REQUIREMENT:
Reproduce each of the records below line for line, with no changes to any wording, number, or spacing.

(Data entries)
□ □ □ □ □

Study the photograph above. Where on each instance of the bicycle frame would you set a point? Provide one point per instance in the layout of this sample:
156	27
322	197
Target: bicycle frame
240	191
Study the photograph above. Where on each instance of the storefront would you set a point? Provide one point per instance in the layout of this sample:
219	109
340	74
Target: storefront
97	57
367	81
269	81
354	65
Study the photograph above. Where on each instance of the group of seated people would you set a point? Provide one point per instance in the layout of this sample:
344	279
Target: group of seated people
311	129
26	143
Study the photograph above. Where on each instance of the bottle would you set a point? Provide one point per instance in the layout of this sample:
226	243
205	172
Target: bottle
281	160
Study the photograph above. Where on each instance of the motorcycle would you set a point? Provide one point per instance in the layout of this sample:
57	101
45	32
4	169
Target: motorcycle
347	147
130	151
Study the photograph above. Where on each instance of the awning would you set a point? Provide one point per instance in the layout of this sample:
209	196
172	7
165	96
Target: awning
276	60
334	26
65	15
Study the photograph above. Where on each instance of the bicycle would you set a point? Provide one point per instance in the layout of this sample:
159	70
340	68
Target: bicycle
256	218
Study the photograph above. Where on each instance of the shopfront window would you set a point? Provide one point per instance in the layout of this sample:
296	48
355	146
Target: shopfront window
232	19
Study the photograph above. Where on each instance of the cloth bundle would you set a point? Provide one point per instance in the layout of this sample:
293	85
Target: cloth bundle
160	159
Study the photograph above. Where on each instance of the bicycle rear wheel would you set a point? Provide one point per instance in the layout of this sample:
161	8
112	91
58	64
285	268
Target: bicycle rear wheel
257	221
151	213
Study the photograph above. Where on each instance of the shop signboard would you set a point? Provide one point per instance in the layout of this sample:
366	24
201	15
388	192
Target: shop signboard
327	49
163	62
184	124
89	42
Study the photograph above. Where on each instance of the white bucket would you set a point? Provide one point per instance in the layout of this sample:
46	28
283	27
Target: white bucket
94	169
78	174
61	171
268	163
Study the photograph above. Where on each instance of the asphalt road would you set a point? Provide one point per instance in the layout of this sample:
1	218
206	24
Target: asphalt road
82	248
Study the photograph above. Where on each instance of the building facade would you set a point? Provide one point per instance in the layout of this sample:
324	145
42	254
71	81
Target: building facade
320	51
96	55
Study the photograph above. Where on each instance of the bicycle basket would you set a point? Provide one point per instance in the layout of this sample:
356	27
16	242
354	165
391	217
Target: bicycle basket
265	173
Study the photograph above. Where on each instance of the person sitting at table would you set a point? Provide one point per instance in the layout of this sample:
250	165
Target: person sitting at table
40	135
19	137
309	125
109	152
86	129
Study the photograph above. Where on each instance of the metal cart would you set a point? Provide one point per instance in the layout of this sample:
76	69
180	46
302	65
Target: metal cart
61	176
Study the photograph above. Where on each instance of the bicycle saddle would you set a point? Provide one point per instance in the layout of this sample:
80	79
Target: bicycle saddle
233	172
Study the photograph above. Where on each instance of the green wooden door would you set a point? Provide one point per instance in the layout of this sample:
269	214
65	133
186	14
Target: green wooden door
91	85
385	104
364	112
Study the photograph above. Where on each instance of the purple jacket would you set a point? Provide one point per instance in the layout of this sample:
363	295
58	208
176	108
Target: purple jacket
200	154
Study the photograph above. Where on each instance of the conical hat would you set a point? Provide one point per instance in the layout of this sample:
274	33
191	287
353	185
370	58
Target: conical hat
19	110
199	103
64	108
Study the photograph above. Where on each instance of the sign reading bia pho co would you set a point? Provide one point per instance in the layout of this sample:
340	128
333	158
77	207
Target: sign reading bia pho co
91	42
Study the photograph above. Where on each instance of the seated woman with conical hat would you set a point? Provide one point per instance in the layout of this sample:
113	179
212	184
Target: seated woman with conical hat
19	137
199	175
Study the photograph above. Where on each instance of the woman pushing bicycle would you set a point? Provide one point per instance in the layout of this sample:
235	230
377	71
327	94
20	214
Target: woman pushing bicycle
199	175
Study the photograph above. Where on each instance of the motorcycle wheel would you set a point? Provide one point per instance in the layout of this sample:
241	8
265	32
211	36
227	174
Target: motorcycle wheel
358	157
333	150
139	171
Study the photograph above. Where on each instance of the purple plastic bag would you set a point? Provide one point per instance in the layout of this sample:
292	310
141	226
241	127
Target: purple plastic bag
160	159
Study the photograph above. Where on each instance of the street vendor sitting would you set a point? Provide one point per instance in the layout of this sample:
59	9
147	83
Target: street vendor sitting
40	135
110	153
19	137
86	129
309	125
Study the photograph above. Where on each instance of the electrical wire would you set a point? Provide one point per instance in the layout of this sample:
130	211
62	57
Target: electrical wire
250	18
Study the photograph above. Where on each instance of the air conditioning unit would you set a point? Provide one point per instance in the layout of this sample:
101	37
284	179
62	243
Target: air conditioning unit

□ □ □ □ □

EXERCISE OUTPUT:
Study the photograph above. Where on each instance of the bicycle frame would you set a point? Provide one point per instance in the layout of this sample:
156	27
322	197
Target: bicycle frame
240	191
Study the photograph above. Where on each instance of the storefront would you set a point? Provide one point per instance in the layout of this sample:
219	109
340	74
Target: storefront
97	57
367	81
269	81
354	65
Study the photograph above. Where on each instance of the group of seated people would you set a point? Provide one point per instance in the layout of this sample:
344	279
Target: group of seated people
311	129
26	143
Study the photograph above. Where on each instance of the bottle would you set a point? Provide one point per instance in the layout of this sample:
226	243
205	172
Target: bottle
281	160
Study the photograph above. Where on each instance of the motorcycle would you set a point? Provide one point per instance in the layout of this sample:
57	101
45	32
4	169
Target: motorcycle
347	147
130	151
Study the photograph above. Where on each instance of the awning would you set a point? Provide one point per instance in the layout of this sample:
209	196
172	7
165	96
Target: awning
276	60
334	26
65	15
Study the photograph above. Where on each instance of the bicycle would you set a point? Provide one point per instance in the layout of this sample:
159	70
340	68
Target: bicycle
256	218
Study the photograph above. Where on each instance of the shopfront window would you set a point? Provide one point per instance in the layout of this sample:
296	48
355	146
Target: shopfront window
232	19
Study the photograph above. Where on each instance of the cloth bundle would you set a point? Provide one point per instance in the layout of this sample:
293	85
Target: cloth bundle
160	159
Study the photograph above. Where on each instance of the bicycle rear wheel would you set a point? Provide one point per instance in the layout of this sample:
161	8
112	91
58	64
285	268
Target: bicycle rear wheel
257	221
151	213
Study the photograph above. Where on each instance of the shop signboard would you set a point? Provide one point per instance in the layout of this sample:
366	24
201	15
388	192
Target: shop signboard
327	49
163	62
184	124
89	42
Study the photograph above. Where on each instance of the white bucket would you set a point? Provide one point per instance in the layout of this sample:
46	28
283	27
Target: white bucket
94	169
78	174
61	171
268	163
Study the photograph above. Where on each instance of the asphalt road would you set a point? Provide one point per instance in the layout of this sample:
1	218
206	24
Target: asphalt road
82	248
Study the photograph above. Where on each instance of the building facade would you set a point? Provide one point per instance in the layout of this sample:
324	145
42	254
71	81
Target: building facade
320	51
96	55
Study the photograph above. Where on each instance of the bicycle basket would you set a point? Provide one point per instance in the layout of this sample:
356	27
16	242
354	165
391	217
Target: bicycle basket
265	173
Study the photograph above. Where on each instance of the person sitting at table would you set a point? Provide one point per instance in the layout of this sample:
250	165
Target: person sitting at table
40	135
19	137
309	125
109	152
86	129
Study the photograph above. Where on each instance of the metal cart would you set a point? Provide one point per instance in the layout of this sample:
76	69
180	46
302	65
Target: metal cart
61	176
Study the photograph above. Where on each instance of the bicycle saddle would you set a point? Provide one point per instance in the layout of this sample:
80	79
Target: bicycle saddle
233	172
Study the photograph above. Where on each instance of the green wooden door would you set a point? Provide one point per instance in the layout of this sample:
269	214
65	133
186	14
Target: green wooden door
91	85
385	104
364	112
Study the photograph above. Where on each instance of the purple jacket would you set a point? Provide one point per instance in the layout of this sample:
363	295
58	208
176	108
Target: purple jacket
200	154
Study the photograph above. Where on each instance of the conical hat would you set a point? Provide one point per instance in the layout of this sample:
274	33
191	287
353	185
370	58
Target: conical hat
19	110
199	103
64	108
Study the photograph above. Where on each instance of the sign reading bia pho co would you set a point? Provide one point per instance in the layout of this sample:
340	128
333	158
77	207
Target: sign reading bia pho co
91	42
Study the photograph above. Where on each instance of the seated woman with conical hat would you set a point? Provide one point per instance in the layout of this sample:
113	179
212	184
Target: seated woman with conical hat
19	137
199	175
Study the photograph above. Where on each instance of the woman pushing bicycle would you set a point? Provide one point per instance in the layout of this sample:
235	230
377	71
327	94
20	214
Target: woman pushing bicycle
199	175
Study the photograph above. Where on each instance of the motorcycle wheel would you set a point? Provide one point per instance in the layout of this sample:
241	8
265	32
211	36
227	174
Target: motorcycle wheel
358	157
333	150
139	171
Study the photograph above. Where on each instance of the purple plastic bag would you set a point? Provide one point per instance in the layout of this sample:
292	310
141	226
241	127
Target: purple plastic bag
160	159
Study the photograph above. Where on each instance of the street vendor sitting would you set a point? Provide one point per instance in the layout of this sample:
59	9
147	83
Target: street vendor sitting
40	135
110	153
19	137
86	129
309	125
Study the photograph above. Where on each instance of the electrical wire would you set a point? Provide one point per instance in the layout of this sample:
130	211
62	57
Target: electrical wire
250	18
Study the photograph above. Where on each instance of the air conditioning unit would you set a point? Provide one point per instance in the layout of this sample:
101	37
284	179
62	243
Target: air conditioning unit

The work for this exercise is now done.